▶ Record extracts:
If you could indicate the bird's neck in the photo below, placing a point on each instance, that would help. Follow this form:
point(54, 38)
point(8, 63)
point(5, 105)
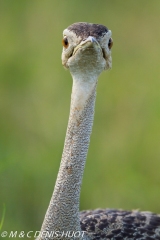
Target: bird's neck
point(63, 211)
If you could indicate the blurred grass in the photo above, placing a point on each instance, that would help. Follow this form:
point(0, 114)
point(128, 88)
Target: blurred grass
point(122, 169)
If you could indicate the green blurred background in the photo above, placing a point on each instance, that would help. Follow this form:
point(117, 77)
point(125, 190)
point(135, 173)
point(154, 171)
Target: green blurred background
point(123, 165)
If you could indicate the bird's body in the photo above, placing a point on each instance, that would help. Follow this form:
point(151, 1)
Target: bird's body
point(86, 53)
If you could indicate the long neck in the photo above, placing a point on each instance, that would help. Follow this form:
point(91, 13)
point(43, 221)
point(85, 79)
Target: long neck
point(63, 211)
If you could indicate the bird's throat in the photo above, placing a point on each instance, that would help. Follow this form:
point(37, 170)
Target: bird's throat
point(63, 211)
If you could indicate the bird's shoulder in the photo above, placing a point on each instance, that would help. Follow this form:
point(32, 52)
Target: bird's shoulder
point(118, 224)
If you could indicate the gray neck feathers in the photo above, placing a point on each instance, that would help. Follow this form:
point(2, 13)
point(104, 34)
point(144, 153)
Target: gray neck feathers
point(63, 211)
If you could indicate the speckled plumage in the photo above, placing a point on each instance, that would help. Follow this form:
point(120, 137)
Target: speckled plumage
point(118, 224)
point(86, 53)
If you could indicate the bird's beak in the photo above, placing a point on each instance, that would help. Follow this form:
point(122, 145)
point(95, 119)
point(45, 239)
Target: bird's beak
point(86, 43)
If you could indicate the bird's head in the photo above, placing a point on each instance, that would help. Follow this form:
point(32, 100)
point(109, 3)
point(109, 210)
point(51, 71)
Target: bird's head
point(87, 48)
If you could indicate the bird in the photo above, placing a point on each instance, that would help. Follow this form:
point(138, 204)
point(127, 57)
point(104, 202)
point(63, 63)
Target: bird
point(87, 53)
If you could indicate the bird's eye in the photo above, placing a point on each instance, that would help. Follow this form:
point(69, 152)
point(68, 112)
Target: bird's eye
point(110, 43)
point(65, 42)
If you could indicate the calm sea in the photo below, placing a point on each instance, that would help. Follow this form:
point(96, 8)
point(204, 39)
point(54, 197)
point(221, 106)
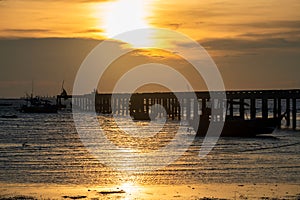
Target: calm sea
point(46, 148)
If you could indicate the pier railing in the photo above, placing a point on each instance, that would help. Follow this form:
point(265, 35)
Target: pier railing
point(260, 103)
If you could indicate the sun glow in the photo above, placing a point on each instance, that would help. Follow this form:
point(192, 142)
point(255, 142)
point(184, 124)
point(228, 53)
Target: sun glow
point(116, 17)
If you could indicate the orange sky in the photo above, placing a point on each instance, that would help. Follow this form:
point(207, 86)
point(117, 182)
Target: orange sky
point(255, 44)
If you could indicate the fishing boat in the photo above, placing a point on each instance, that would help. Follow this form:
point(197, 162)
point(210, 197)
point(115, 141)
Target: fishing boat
point(38, 105)
point(236, 126)
point(139, 115)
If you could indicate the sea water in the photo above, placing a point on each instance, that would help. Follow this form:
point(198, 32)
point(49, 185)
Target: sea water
point(46, 148)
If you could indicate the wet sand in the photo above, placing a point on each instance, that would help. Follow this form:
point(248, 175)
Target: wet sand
point(153, 192)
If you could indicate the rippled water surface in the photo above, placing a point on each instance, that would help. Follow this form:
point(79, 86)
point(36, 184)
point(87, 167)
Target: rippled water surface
point(46, 148)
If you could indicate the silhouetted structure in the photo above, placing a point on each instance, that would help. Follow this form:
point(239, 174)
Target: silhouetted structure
point(264, 103)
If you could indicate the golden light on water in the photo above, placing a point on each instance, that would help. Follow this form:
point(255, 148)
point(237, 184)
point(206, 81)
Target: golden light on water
point(117, 17)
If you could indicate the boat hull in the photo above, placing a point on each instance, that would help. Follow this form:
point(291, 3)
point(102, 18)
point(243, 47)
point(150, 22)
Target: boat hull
point(31, 109)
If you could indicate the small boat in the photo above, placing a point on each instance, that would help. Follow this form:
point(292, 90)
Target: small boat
point(38, 105)
point(5, 104)
point(144, 116)
point(9, 116)
point(236, 126)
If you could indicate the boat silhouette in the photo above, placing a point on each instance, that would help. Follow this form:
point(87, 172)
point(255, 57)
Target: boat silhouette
point(236, 126)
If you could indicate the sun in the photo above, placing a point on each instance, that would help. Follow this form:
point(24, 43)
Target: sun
point(117, 17)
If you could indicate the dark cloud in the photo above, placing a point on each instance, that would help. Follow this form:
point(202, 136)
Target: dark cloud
point(241, 44)
point(27, 30)
point(292, 24)
point(92, 31)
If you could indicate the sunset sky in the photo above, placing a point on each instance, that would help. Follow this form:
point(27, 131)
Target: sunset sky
point(255, 44)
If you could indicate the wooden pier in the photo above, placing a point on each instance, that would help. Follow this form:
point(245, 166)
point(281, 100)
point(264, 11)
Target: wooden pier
point(262, 103)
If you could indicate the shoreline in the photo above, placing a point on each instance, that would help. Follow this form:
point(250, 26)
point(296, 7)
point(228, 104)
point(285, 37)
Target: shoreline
point(130, 191)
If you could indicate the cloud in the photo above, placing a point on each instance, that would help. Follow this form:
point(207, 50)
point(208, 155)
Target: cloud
point(92, 31)
point(241, 44)
point(27, 30)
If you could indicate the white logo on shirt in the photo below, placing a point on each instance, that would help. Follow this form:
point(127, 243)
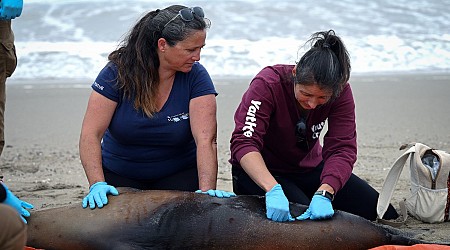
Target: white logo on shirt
point(178, 117)
point(98, 86)
point(316, 129)
point(250, 119)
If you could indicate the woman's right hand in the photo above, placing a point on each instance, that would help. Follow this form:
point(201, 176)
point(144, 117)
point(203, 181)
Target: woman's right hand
point(277, 205)
point(98, 195)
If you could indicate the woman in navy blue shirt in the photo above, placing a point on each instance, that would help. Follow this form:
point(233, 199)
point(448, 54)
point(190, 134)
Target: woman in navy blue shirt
point(151, 118)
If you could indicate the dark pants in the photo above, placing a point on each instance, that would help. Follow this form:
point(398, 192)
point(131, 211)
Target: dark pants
point(186, 180)
point(356, 197)
point(8, 63)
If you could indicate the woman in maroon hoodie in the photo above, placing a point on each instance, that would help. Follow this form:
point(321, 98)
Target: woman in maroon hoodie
point(275, 148)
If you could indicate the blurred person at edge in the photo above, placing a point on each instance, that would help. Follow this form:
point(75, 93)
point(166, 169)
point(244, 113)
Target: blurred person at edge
point(275, 148)
point(151, 120)
point(12, 210)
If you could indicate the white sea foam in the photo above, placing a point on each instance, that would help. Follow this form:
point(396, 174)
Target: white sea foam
point(71, 39)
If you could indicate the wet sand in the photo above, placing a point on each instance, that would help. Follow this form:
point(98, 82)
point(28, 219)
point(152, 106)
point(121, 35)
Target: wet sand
point(43, 121)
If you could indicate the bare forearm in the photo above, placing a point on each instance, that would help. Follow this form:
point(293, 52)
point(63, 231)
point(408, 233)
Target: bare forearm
point(207, 165)
point(91, 159)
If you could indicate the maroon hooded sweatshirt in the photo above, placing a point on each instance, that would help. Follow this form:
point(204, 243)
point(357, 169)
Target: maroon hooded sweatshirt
point(265, 122)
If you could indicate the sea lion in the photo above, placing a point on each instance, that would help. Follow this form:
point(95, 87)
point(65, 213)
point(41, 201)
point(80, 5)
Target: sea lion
point(153, 219)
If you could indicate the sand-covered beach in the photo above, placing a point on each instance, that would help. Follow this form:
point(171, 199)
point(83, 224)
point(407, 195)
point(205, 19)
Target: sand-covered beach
point(43, 121)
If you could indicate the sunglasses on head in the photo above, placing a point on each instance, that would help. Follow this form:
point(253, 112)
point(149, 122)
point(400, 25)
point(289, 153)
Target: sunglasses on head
point(300, 134)
point(187, 14)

▶ Stated task:
From the line containing "If you could indicate the sand-covered" to the last line of the material, please quote every line exactly and only those.

▶ Worked answer:
If you could indicate the sand-covered beach in the photo above, placing a point on each instance, that would help. Follow this form:
point(171, 199)
point(83, 224)
point(407, 195)
point(205, 19)
Target: sand-covered beach
point(43, 121)
If you could indicate the sunglasses on head in the photo above, placing a point on each instance, that would help. Follow this form:
point(253, 112)
point(149, 122)
point(400, 25)
point(289, 153)
Target: sunglasses on head
point(300, 134)
point(187, 14)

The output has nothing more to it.